Coordinate annotation data
────────
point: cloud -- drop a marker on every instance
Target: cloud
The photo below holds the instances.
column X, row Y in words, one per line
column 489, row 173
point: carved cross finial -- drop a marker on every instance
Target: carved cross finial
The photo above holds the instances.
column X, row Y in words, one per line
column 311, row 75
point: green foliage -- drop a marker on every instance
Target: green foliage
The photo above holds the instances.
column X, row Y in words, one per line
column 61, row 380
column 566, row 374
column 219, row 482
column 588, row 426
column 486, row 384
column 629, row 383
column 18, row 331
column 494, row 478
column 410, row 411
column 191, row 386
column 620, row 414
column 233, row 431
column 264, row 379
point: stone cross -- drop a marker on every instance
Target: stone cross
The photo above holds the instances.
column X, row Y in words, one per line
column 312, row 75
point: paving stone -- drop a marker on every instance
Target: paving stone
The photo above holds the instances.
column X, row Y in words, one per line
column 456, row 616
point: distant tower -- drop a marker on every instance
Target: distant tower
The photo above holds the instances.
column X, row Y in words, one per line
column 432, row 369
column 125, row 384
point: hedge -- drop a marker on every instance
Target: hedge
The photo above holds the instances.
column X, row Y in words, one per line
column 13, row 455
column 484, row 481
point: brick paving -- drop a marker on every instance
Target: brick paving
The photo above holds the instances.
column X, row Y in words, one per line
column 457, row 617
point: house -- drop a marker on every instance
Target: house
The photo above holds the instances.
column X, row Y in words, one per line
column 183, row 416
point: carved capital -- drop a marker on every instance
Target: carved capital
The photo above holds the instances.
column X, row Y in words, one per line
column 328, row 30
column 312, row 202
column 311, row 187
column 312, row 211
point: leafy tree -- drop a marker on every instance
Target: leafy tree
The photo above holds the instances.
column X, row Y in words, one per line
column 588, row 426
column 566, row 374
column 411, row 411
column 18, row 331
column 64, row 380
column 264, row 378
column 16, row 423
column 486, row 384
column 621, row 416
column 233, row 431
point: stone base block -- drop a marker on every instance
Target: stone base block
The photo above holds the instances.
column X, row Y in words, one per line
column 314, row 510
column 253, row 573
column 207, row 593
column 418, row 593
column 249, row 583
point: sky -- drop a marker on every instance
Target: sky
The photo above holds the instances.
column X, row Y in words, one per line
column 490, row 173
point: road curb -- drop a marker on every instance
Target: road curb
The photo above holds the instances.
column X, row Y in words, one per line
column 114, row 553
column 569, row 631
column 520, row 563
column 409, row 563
────────
** PROBLEM STATEMENT **
Rewrite the data from the start through the line with "column 457, row 617", replacing every "drop a marker" with "place a pin" and changing nothing else.

** CORRECT OUTPUT **
point: cloud -- place a pin on every instance
Target: cloud
The photo below holds the instances.
column X, row Y in words, one per line
column 489, row 173
point: carved cross finial -- place a pin on every instance
Target: carved cross finial
The photo above holds the instances.
column X, row Y in words, one per line
column 311, row 75
point: green foliage -- place a pin on every instance
Target: green foliage
The photo above holds the instances.
column X, row Y in words, one per line
column 61, row 380
column 566, row 374
column 219, row 482
column 588, row 426
column 486, row 384
column 629, row 383
column 18, row 331
column 494, row 478
column 410, row 411
column 191, row 386
column 620, row 414
column 233, row 431
column 264, row 379
point: stone cross -- place a pin on every instance
Target: stone cross
The photo above holds the instances.
column X, row Y in words, one per line
column 312, row 75
point: paving stone -- place a pin on every instance
Target: paving stone
The photo above holds the instances.
column X, row Y in words, one per line
column 456, row 616
point: distant tower -- place a pin on every instance
Target: distant tower
The photo above holds the instances.
column X, row Y in words, one per line
column 432, row 369
column 125, row 384
point: hedge -- place a pin on every instance
Target: hedge
The photo above holds the instances.
column X, row Y in words, one per line
column 13, row 455
column 484, row 481
point: brick paving -- place a pin on every instance
Target: brick paving
The photo above holds the instances.
column X, row Y in words, one per line
column 457, row 617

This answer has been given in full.